***** Material provided *****
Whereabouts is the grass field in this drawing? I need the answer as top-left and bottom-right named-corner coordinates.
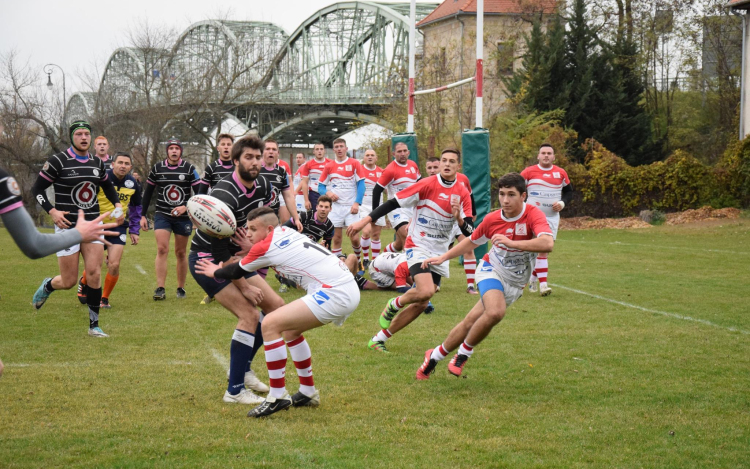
top-left (0, 219), bottom-right (750, 468)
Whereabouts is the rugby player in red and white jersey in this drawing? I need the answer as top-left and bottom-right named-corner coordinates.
top-left (372, 142), bottom-right (422, 252)
top-left (521, 143), bottom-right (573, 296)
top-left (347, 149), bottom-right (473, 352)
top-left (318, 138), bottom-right (365, 263)
top-left (416, 173), bottom-right (555, 380)
top-left (292, 153), bottom-right (307, 214)
top-left (299, 143), bottom-right (331, 211)
top-left (196, 207), bottom-right (359, 417)
top-left (359, 148), bottom-right (385, 270)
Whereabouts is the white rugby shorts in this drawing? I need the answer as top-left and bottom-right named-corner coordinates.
top-left (328, 202), bottom-right (362, 228)
top-left (55, 222), bottom-right (104, 257)
top-left (359, 205), bottom-right (385, 226)
top-left (301, 278), bottom-right (366, 326)
top-left (405, 247), bottom-right (451, 278)
top-left (474, 259), bottom-right (523, 308)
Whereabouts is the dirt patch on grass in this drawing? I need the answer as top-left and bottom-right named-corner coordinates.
top-left (560, 207), bottom-right (740, 230)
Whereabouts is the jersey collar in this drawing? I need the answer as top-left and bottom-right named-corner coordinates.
top-left (500, 202), bottom-right (526, 221)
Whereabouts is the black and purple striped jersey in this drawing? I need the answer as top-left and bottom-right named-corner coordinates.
top-left (0, 168), bottom-right (23, 215)
top-left (143, 158), bottom-right (201, 218)
top-left (202, 158), bottom-right (234, 194)
top-left (190, 173), bottom-right (273, 262)
top-left (36, 148), bottom-right (111, 226)
top-left (260, 164), bottom-right (290, 210)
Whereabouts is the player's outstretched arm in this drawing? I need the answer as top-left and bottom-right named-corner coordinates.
top-left (422, 236), bottom-right (477, 269)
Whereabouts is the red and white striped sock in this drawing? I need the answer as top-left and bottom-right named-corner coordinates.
top-left (458, 340), bottom-right (474, 357)
top-left (464, 258), bottom-right (477, 287)
top-left (371, 240), bottom-right (380, 260)
top-left (430, 344), bottom-right (451, 362)
top-left (359, 238), bottom-right (370, 259)
top-left (286, 336), bottom-right (315, 397)
top-left (372, 329), bottom-right (393, 342)
top-left (534, 257), bottom-right (549, 288)
top-left (263, 339), bottom-right (286, 397)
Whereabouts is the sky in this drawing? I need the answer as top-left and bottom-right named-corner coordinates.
top-left (0, 0), bottom-right (438, 146)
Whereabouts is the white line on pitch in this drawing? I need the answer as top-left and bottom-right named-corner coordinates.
top-left (562, 239), bottom-right (750, 256)
top-left (550, 283), bottom-right (750, 334)
top-left (209, 348), bottom-right (229, 369)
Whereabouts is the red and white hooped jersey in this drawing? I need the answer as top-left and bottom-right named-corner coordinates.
top-left (299, 158), bottom-right (331, 192)
top-left (362, 164), bottom-right (383, 208)
top-left (521, 164), bottom-right (570, 217)
top-left (396, 175), bottom-right (471, 256)
top-left (240, 226), bottom-right (354, 293)
top-left (318, 158), bottom-right (365, 207)
top-left (372, 252), bottom-right (409, 288)
top-left (471, 203), bottom-right (552, 288)
top-left (378, 160), bottom-right (421, 199)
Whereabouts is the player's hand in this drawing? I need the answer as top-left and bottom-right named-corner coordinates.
top-left (75, 210), bottom-right (119, 246)
top-left (49, 208), bottom-right (70, 230)
top-left (172, 205), bottom-right (187, 217)
top-left (240, 282), bottom-right (263, 306)
top-left (490, 234), bottom-right (513, 248)
top-left (195, 259), bottom-right (224, 278)
top-left (422, 256), bottom-right (445, 269)
top-left (346, 216), bottom-right (372, 238)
*****
* Directive *
Render the entire listing above as a numbered list with one entry per line, skipping blank lines. Leave the pictures out of your answer.

* Task result *
1. Whereabouts is the grass field in this drawing? I need the answer as top-left and bottom-right named-corner coordinates.
2. top-left (0, 219), bottom-right (750, 468)
3. Whereabouts is the rugby player in red and white jersey in this drawing? I need the answer as top-left and bottom-right named-corner coordinates.
4. top-left (372, 142), bottom-right (422, 252)
5. top-left (521, 143), bottom-right (573, 296)
6. top-left (347, 149), bottom-right (473, 352)
7. top-left (318, 138), bottom-right (365, 263)
8. top-left (416, 173), bottom-right (555, 380)
9. top-left (292, 153), bottom-right (307, 214)
10. top-left (299, 143), bottom-right (331, 211)
11. top-left (196, 207), bottom-right (359, 417)
12. top-left (359, 148), bottom-right (385, 270)
13. Whereabouts is the white rugby shorts in this drawing? I need the answer as top-left and bottom-right named-corner coordinates.
14. top-left (328, 202), bottom-right (362, 228)
15. top-left (55, 222), bottom-right (104, 257)
16. top-left (359, 205), bottom-right (385, 226)
17. top-left (301, 278), bottom-right (366, 326)
18. top-left (405, 247), bottom-right (451, 278)
19. top-left (474, 259), bottom-right (523, 308)
20. Whereabouts is the dirt patch on grass in this drawing? I need the answer as top-left and bottom-right named-corner coordinates.
21. top-left (560, 207), bottom-right (740, 230)
22. Whereabouts is the jersey collar in this drawing? I need the answer as top-left and bottom-right named-corner coordinates.
23. top-left (500, 202), bottom-right (526, 221)
24. Whereabouts is the black and purple striped jersey in this drawing? I need the answer as top-left and bottom-right named-corner coordinates.
25. top-left (0, 168), bottom-right (23, 215)
26. top-left (143, 158), bottom-right (201, 218)
27. top-left (202, 158), bottom-right (234, 194)
28. top-left (190, 173), bottom-right (273, 262)
29. top-left (36, 148), bottom-right (111, 226)
30. top-left (260, 164), bottom-right (290, 210)
31. Whereabouts is the player's outstretched arm in this drawing? I need the answer as top-left and bottom-right named-corner coordinates.
32. top-left (422, 236), bottom-right (477, 269)
33. Whereabouts is the red and white striped sock in this drawing? I need the answer as top-left and bottom-right named-corner coordinates.
34. top-left (458, 340), bottom-right (474, 357)
35. top-left (464, 258), bottom-right (477, 287)
36. top-left (371, 240), bottom-right (380, 260)
37. top-left (430, 344), bottom-right (451, 362)
38. top-left (359, 238), bottom-right (370, 259)
39. top-left (286, 336), bottom-right (315, 397)
40. top-left (372, 329), bottom-right (393, 342)
41. top-left (534, 257), bottom-right (549, 288)
42. top-left (263, 339), bottom-right (286, 397)
43. Whereabouts is the sky in this drawing? I need the answer as top-left and bottom-right named-corner coordinates.
44. top-left (0, 0), bottom-right (438, 146)
45. Whereabouts is the white line on pitch in this drawing? I need the answer as top-left and bottom-right named-corner coordinates.
46. top-left (562, 239), bottom-right (750, 256)
47. top-left (550, 283), bottom-right (750, 334)
48. top-left (209, 348), bottom-right (229, 369)
49. Whereabouts is the red and white hooped jersey in this drawing? I need the answer as top-left and bottom-right named-corner coordinates.
50. top-left (299, 158), bottom-right (331, 192)
51. top-left (362, 164), bottom-right (383, 208)
52. top-left (521, 164), bottom-right (570, 217)
53. top-left (396, 175), bottom-right (471, 256)
54. top-left (240, 226), bottom-right (354, 293)
55. top-left (318, 158), bottom-right (365, 207)
56. top-left (372, 252), bottom-right (409, 288)
57. top-left (471, 203), bottom-right (552, 288)
58. top-left (378, 160), bottom-right (421, 199)
59. Whereabouts is the player's hand in this drawing? I need the answer as top-left and bottom-right named-corner coordinates.
60. top-left (75, 210), bottom-right (119, 246)
61. top-left (49, 208), bottom-right (70, 230)
62. top-left (172, 205), bottom-right (187, 217)
63. top-left (240, 282), bottom-right (263, 306)
64. top-left (490, 234), bottom-right (513, 248)
65. top-left (195, 259), bottom-right (224, 278)
66. top-left (422, 256), bottom-right (445, 269)
67. top-left (346, 216), bottom-right (372, 238)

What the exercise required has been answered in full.